• [MATERIALS PROVIDED]
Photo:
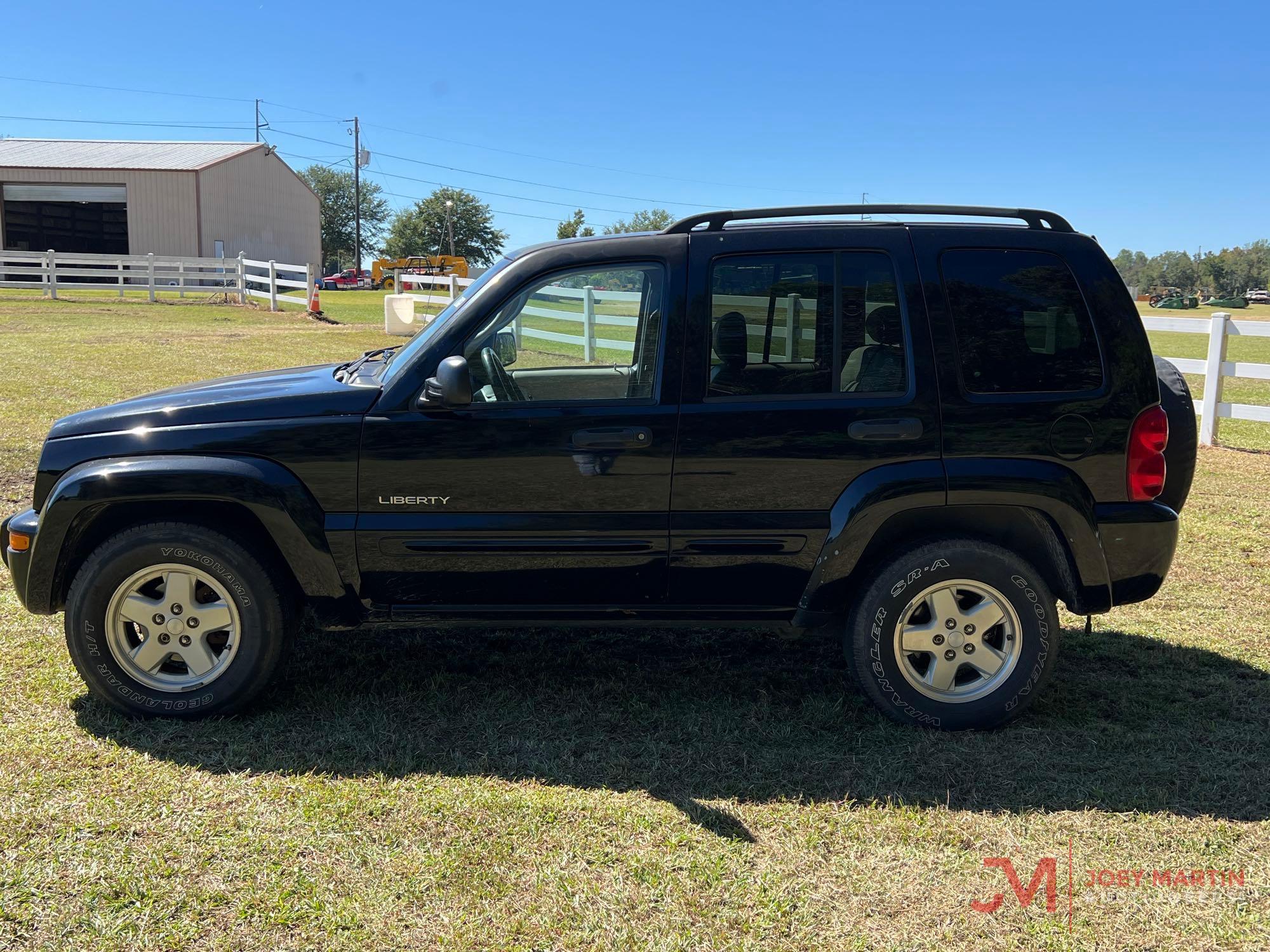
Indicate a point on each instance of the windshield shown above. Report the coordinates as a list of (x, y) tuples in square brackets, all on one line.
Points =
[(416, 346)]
--
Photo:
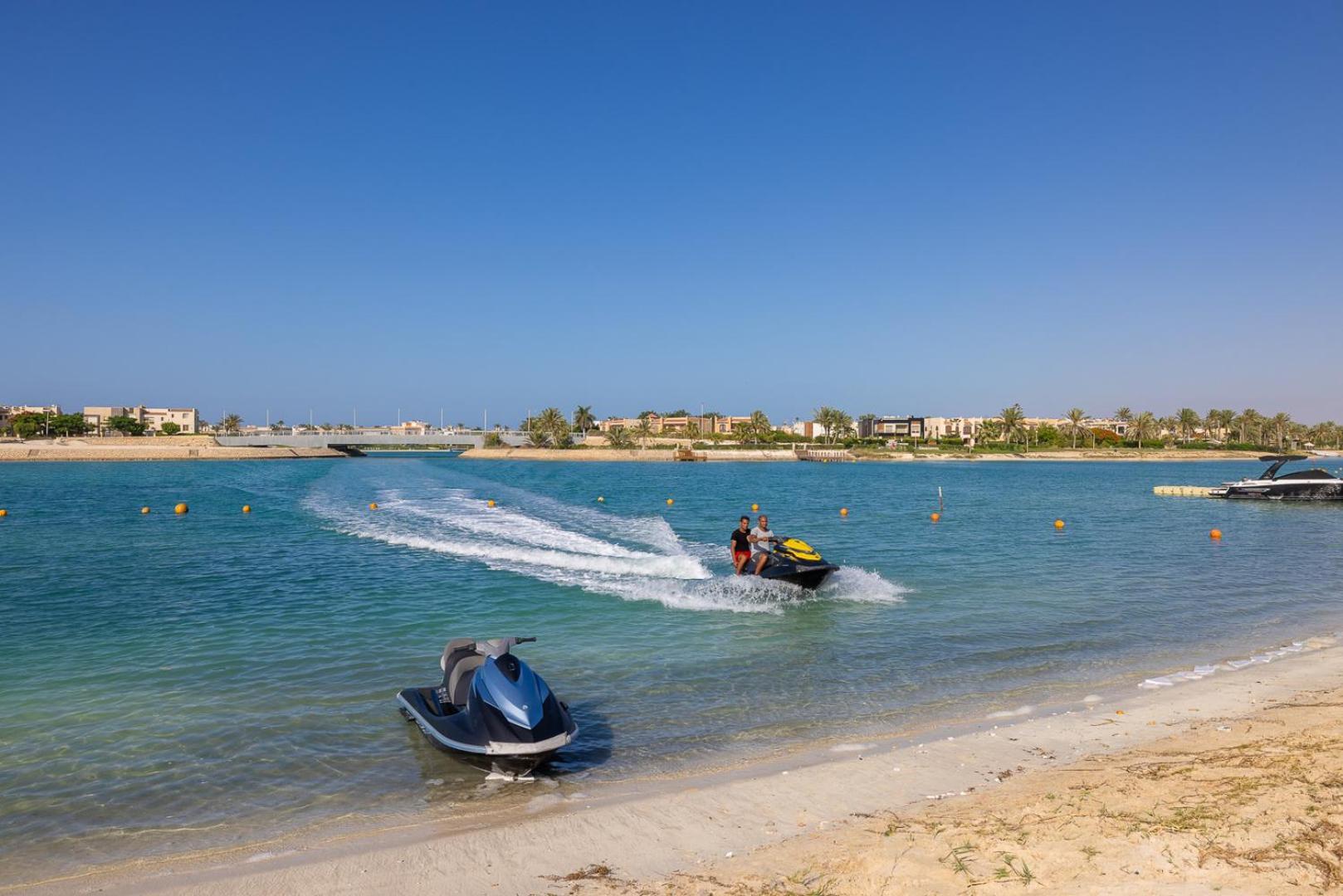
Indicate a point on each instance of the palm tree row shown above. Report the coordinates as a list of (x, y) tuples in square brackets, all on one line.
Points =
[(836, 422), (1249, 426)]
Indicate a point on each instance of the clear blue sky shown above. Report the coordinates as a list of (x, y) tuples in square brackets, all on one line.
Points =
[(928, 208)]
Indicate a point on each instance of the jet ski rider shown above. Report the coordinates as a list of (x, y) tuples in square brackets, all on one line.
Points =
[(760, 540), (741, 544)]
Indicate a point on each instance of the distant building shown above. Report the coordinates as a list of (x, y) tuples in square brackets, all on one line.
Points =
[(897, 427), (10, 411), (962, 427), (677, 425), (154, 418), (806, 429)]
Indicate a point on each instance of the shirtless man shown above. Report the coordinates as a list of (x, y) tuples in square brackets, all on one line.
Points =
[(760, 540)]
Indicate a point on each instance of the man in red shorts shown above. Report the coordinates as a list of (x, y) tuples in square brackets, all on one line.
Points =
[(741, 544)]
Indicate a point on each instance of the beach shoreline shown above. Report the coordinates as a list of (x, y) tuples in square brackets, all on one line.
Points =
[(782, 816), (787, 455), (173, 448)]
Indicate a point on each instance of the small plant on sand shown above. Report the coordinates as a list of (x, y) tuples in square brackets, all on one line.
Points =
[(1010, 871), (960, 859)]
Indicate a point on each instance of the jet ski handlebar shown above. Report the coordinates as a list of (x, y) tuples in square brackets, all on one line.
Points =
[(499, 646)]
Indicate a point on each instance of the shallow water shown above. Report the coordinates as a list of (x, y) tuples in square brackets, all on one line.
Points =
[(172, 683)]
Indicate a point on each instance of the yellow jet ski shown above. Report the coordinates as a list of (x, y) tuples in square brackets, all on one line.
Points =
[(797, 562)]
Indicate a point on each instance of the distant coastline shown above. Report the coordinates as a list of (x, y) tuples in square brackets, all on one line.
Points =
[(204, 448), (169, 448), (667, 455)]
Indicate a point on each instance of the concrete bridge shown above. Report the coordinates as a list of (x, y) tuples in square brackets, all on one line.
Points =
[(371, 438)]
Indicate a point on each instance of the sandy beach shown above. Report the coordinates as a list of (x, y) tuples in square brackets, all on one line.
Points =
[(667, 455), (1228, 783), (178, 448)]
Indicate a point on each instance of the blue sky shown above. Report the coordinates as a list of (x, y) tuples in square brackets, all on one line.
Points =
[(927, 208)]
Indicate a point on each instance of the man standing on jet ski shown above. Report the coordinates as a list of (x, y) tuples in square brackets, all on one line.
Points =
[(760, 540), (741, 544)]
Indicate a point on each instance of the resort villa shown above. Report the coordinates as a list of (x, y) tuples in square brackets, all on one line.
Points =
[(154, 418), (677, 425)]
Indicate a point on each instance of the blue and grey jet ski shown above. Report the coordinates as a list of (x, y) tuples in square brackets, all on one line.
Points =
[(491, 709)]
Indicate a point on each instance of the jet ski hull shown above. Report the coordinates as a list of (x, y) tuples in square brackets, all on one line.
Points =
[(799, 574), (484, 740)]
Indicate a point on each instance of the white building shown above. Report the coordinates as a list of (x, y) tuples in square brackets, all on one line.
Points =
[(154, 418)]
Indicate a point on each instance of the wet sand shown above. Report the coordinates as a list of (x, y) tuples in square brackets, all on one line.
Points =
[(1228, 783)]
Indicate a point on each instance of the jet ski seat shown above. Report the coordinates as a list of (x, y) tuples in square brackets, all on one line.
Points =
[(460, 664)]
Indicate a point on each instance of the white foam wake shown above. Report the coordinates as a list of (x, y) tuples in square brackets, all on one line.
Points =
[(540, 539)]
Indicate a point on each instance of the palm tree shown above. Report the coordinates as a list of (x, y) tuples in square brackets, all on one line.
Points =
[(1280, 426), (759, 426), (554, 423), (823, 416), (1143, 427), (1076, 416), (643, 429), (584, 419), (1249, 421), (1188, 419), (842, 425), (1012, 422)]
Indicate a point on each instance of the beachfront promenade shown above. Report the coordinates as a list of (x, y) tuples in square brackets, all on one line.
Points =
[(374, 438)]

• [GOAL OF THE EXERCISE] Within the entries, find all lines holding "building" and copy each one.

• [TASK OUTPUT]
Indicate a point on each instance of the distant building shown above. Report the coordinates as a list of (x, y) tuples in square brackets, all on one line.
Indicate a point on each instance of the white building shown above. Report the coordinates as a list of (x, y) tuples in square brackets, all on one line.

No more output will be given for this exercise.